Problem description:
Report each line of the entries that contains the word "stripe", copied in full.

Material shown:
- - -
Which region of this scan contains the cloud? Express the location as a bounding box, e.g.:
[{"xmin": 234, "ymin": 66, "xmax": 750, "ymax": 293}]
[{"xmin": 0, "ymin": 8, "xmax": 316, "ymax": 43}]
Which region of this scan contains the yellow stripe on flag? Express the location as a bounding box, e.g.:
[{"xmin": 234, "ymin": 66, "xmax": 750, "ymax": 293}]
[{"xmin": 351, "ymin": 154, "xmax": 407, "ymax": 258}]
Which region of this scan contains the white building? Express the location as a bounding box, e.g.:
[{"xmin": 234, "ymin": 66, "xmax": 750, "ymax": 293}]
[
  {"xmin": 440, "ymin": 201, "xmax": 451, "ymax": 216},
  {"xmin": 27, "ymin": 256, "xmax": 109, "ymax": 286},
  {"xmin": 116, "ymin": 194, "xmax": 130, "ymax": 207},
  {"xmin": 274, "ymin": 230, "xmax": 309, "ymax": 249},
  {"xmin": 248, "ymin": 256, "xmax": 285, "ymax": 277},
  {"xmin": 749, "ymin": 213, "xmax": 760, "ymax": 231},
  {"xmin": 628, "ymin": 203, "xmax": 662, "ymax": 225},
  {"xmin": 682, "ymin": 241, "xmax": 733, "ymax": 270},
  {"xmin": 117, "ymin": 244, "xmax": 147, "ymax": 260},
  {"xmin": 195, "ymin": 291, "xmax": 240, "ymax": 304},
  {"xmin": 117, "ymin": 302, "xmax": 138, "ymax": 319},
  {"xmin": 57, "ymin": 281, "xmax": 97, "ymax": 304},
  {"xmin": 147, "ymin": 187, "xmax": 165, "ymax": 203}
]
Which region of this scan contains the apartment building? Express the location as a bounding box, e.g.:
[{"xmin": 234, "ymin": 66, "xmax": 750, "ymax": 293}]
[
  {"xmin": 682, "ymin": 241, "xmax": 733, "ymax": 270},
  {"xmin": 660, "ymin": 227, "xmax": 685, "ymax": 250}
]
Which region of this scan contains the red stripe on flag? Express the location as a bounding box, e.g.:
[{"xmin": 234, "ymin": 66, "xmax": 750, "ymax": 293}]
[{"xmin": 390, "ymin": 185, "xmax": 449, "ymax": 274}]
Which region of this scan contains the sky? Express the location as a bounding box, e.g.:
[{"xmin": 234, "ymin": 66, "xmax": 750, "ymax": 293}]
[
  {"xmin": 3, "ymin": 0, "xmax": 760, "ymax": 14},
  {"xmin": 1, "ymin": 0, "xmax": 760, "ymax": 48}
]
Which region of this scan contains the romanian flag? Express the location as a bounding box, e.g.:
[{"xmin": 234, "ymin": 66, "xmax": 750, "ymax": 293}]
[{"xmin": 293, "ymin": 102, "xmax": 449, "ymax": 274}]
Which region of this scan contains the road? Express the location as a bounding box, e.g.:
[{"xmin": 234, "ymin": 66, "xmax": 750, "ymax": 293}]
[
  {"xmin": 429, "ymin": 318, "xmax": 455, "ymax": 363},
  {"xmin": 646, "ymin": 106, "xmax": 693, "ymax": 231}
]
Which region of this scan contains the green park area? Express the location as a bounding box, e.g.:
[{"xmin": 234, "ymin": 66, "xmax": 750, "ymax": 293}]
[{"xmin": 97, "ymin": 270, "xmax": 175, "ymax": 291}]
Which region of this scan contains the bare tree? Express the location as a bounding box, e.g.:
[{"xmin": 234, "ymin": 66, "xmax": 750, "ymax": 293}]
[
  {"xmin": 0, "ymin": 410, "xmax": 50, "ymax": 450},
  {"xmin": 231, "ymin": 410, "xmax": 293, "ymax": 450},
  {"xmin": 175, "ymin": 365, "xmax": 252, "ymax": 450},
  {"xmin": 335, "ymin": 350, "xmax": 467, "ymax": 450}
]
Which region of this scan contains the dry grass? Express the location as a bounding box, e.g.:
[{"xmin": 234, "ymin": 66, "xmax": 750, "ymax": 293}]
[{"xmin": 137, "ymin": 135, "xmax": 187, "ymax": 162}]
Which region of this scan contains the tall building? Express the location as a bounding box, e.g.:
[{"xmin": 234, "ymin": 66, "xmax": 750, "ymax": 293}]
- - -
Response to this exercise:
Which region of this scan contains the yellow stripe on flag? Express the location as a bounding box, e.g.:
Which region of this scan contains the red stripe on flag? Express the location as a bounding box, e.g.:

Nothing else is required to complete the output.